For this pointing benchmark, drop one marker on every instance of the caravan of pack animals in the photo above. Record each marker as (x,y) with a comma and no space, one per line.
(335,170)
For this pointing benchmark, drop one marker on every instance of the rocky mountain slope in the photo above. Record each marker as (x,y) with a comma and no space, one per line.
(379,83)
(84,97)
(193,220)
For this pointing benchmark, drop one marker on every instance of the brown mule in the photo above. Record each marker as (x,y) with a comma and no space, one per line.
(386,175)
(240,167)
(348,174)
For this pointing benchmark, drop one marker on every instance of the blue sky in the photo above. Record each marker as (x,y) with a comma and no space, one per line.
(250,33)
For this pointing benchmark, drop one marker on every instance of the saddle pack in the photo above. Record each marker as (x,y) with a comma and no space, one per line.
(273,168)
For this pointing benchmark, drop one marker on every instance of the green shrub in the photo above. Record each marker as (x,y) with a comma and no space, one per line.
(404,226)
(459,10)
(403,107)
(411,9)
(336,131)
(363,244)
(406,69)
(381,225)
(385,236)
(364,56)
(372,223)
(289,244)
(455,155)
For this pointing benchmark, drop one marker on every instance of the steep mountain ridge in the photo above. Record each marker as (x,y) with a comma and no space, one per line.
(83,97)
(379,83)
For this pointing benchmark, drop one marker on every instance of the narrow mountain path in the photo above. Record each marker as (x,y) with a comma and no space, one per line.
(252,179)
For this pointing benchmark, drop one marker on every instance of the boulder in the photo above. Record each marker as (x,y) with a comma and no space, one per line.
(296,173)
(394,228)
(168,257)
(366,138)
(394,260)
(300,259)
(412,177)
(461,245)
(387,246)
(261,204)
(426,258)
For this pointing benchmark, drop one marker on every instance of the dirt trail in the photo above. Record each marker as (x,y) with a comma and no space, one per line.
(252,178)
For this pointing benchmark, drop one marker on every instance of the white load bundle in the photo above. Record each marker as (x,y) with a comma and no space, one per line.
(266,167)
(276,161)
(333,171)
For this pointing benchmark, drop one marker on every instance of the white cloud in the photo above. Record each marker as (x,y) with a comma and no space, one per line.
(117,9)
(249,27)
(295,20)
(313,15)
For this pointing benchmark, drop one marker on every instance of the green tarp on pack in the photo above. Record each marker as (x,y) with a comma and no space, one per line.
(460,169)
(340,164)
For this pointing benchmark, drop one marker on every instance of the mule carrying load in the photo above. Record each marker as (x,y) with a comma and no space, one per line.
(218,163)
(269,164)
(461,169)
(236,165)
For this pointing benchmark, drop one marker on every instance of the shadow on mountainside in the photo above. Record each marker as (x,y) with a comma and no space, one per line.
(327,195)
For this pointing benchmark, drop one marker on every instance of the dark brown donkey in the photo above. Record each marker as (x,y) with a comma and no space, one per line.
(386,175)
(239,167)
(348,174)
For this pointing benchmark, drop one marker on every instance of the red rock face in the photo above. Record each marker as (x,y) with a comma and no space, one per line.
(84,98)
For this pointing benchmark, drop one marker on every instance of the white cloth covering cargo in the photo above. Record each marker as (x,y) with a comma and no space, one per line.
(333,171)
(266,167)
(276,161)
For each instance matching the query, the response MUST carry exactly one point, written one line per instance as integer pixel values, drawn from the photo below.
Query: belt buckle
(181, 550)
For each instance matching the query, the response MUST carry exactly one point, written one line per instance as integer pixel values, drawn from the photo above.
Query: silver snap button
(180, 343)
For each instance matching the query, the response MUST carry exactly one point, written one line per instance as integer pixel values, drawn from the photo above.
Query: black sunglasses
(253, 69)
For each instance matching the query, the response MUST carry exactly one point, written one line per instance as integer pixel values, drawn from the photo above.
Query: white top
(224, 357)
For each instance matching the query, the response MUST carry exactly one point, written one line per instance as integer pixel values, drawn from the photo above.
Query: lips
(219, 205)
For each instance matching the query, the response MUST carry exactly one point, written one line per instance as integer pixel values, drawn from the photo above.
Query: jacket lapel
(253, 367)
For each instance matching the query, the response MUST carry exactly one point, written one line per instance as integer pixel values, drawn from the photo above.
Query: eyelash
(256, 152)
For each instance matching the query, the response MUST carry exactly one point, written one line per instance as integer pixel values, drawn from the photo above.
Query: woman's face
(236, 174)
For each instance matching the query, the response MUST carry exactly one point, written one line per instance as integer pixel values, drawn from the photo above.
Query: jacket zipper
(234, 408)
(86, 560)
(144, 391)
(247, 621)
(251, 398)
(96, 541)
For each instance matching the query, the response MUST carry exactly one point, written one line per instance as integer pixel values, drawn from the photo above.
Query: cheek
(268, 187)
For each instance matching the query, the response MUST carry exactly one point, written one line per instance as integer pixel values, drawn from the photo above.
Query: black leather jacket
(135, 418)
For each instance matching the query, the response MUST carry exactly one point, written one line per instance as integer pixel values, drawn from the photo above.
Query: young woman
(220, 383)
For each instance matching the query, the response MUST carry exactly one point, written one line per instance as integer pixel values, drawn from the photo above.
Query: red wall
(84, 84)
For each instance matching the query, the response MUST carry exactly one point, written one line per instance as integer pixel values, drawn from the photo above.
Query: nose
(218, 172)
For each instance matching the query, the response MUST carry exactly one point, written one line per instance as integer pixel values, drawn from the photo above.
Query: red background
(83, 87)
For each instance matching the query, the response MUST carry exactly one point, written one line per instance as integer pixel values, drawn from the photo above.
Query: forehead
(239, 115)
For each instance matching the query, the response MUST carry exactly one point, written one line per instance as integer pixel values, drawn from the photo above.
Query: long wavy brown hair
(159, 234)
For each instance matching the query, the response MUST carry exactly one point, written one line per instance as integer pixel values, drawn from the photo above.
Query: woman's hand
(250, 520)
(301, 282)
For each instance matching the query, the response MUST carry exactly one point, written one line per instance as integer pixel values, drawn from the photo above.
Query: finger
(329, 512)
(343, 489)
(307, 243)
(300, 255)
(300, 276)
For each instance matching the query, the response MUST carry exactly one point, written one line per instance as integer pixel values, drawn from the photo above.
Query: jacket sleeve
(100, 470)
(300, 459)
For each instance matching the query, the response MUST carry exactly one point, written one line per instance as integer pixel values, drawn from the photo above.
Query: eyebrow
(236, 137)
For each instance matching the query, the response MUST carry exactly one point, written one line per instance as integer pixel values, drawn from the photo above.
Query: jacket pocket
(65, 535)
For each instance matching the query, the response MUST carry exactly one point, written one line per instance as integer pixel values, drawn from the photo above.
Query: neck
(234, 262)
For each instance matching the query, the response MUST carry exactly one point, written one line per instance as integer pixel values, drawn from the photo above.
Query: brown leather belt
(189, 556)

- _Required work_
Send back every record, precisely as written.

- _Problem solution_
For this pointing benchmark, drop one marker on every instance of the caravan of pack animals in the photo above. Record each marker as (x,y) with a comma and no space, one per line.
(335,170)
For this pointing benchmark, drop one marker on every instance of the rocky mountain slope in the photo above. Record each marker as (x,y) with a comma and no space, one per line.
(379,83)
(84,97)
(193,220)
For this pointing benchmark, drop one marker on every instance of the brown mule in the photo above. Record each marker as (x,y) with a comma and no space, one per line.
(386,175)
(240,167)
(348,174)
For this pointing benchmark, drop one marker on every instance of the blue sky in the photo above. Record each marker as (x,y) with a comma and no space, one per line.
(250,33)
For this pointing benchmark, drop one marker on every instance of the saddle pack in the photo above. Record each marker as (x,y) with a comma and no space, one per line.
(273,168)
For this pointing benchmark, drop one marker on every instance of the green shrub in the photo above. Record each marker as (x,y) with a comma and no space, one per line.
(404,226)
(459,10)
(403,107)
(411,9)
(336,131)
(363,244)
(406,69)
(381,225)
(385,236)
(364,56)
(372,223)
(289,244)
(455,155)
For this pointing benchmark, drop one marker on every instance of the steep mountain ridge in the photo above. Record each marker as (x,y) with a comma and no space, one per line.
(83,97)
(379,83)
For this pointing benchmark, drop one marker on every instance of the narrow mountain path in the photo above. Record each marker as (x,y) with a comma and no space, one per line.
(252,179)
For this pointing benchmark, drop one marker on every instance of the boulder in the photo above. Record each marker as (x,y) with a comma and no space, one per line.
(296,173)
(394,228)
(168,257)
(366,138)
(394,260)
(300,259)
(412,177)
(461,245)
(387,246)
(261,204)
(426,258)
For this pointing benchmark, drop one marker on every instance of the dirt trail in the photo above. Record each marker as (x,y) with a comma and no space, one per line.
(252,178)
For this pointing benchmark, drop one marker on every instance of the white load bundle in the photo above. Record each marker as (x,y) with a comma and no space, one per line.
(266,167)
(276,161)
(333,171)
For this pointing benchmark, drop one marker on every instance of the white cloud in the photo above. Record each marker as (x,y) with a comma and no space, one per line.
(117,9)
(249,27)
(295,20)
(313,15)
For this pointing benchmark, drop one marker on every instance of the green tarp on pack in the photo above. Record each marker as (x,y) with a comma and no space, one per line.
(460,169)
(340,164)
For this pointing benchmark, drop one marker on every instance of the mule carrying load in the photo above. Record each marker as (x,y) with a comma and no space, one per line.
(218,163)
(269,164)
(461,169)
(236,165)
For this pointing benchmark, drop one marker on every instance of the shadow on mountainside in the photo above. Record each marker as (x,y) with a comma and no space, one per line.
(327,195)
For this pointing benchmark, drop one marker on every instance of the dark brown donkey in the photo above. Record each marker as (x,y) with a comma and no space, one per line.
(386,175)
(239,167)
(348,174)
For this pointing benchmark, drop one marker on every instance of the red rock face in the photo above. Record each marker as (x,y) with a comma and no space, one per line.
(84,98)
For this pointing benchmark, drop one marker on every instance of the white cloth covering cargo in the photo above. Record each marker as (x,y) with a comma and no space, one per line.
(333,171)
(266,167)
(276,161)
For each instance matching the query, the response MUST carry exactly one point, written one line per instance as integer pixel values, drawn from the photo below.
Query: belt buckle
(181, 550)
For each instance matching the query, the response MUST carry exactly one point, written one line per instance as integer pixel values, drawn from the photo above.
Query: silver snap button
(180, 343)
For each instance matching the query, the response MUST carry exactly one point, written one line per instance as integer pixel values, drawn from the photo above.
Query: black sunglasses
(253, 69)
For each instance matching the query, the response MUST carry exactly one point, written one line per instance as integer pixel values, drawn from the photo above.
Query: white top
(224, 357)
For each instance matching the query, the response MUST carry exactly one point, written one line per instance as integer pixel values, drawn from the photo above.
Query: lips
(219, 205)
For each instance matching the query, the response MUST carry exactly one point, written one line per instance as integer pixel values, drawn from the photo above.
Query: jacket lapel
(253, 367)
For each instance matching the query, the response MUST carry exactly one point, written one line per instance as integer pixel values, drawn from the photo above.
Query: eyelash
(256, 152)
For each instance matching the query, the response MUST carry exactly one point, written one line per instance as integer pixel values, drawn from the photo above.
Query: woman's face
(236, 174)
For each instance matching the query, the response MUST carry exactly one point, written one line per instance as integer pixel values, drawn from the photo above.
Query: jacket zipper
(234, 408)
(86, 560)
(144, 391)
(247, 621)
(251, 398)
(96, 541)
For each instance matching the query, the response MUST carry exactly one point, written one line per instance as integer pixel values, drawn from the photo above.
Query: cheek
(268, 187)
For each instance matching the query, the response MUST carry exactly one point, written one line per instance as integer pixel values, drawn from the photo above.
Query: black leather jacket
(135, 418)
For each instance matching the query, the response MUST carry exactly one point, written one line per instance as integer pixel values, drawn from the photo above.
Query: young woman
(220, 383)
For each instance matching the query, the response MUST carry exactly one point, written one line per instance as integer pixel values, drawn from the photo above.
Query: red wall
(84, 84)
For each instance matching the query, the response MUST carry exactly one point, written one line per instance as integer pixel values, drawn from the photo above.
Query: nose
(218, 172)
For each instance matching the query, the response MUST carry exactly one point, written one line per instance as integer pixel values, drawn from the photo above.
Query: red background
(83, 87)
For each instance matching the query, the response MUST carry exactly one point, written one line per instance as integer pixel values, drawn from the photo above.
Query: forehead
(239, 115)
For each instance matching the query, the response MUST carry exactly one point, written one line per instance as integer pixel values, drawn from the photo above.
Query: long wavy brown hair
(159, 234)
For each instance matching the query, the response MUST carry exactly one point, written one line per instance as integer pixel values, drawn from the photo above.
Query: woman's hand
(250, 520)
(301, 282)
For each instance matching the query, the response MUST carry exactly one point, written one line per instance as integer pixel values, drawn from the photo above.
Query: finger
(329, 512)
(343, 489)
(307, 243)
(300, 255)
(300, 276)
For each instance matching the query, the response MUST carry exactly one point, written one line per instance as integer pixel values, drawn from the photo above.
Query: jacket sleeve
(100, 470)
(300, 459)
For each instance matching the query, the response MUST carry exactly one point, written one line per instance as integer pixel values, drawn from the photo above.
Query: eyebrow
(236, 137)
For each instance matching the query, the response MUST carry exactly one point, written one line per instance as integer pixel values, drawn from the photo above.
Query: jacket pocket
(65, 535)
For each instance matching the query, the response MUST carry exactly one point, written one line per instance as integer pixel values, drawn from the photo above.
Query: neck
(234, 262)
For each instance matching the query, the response MUST carry exactly one point, written one line per instance as integer pixel values, drawn from the photo above.
Query: brown leather belt
(189, 556)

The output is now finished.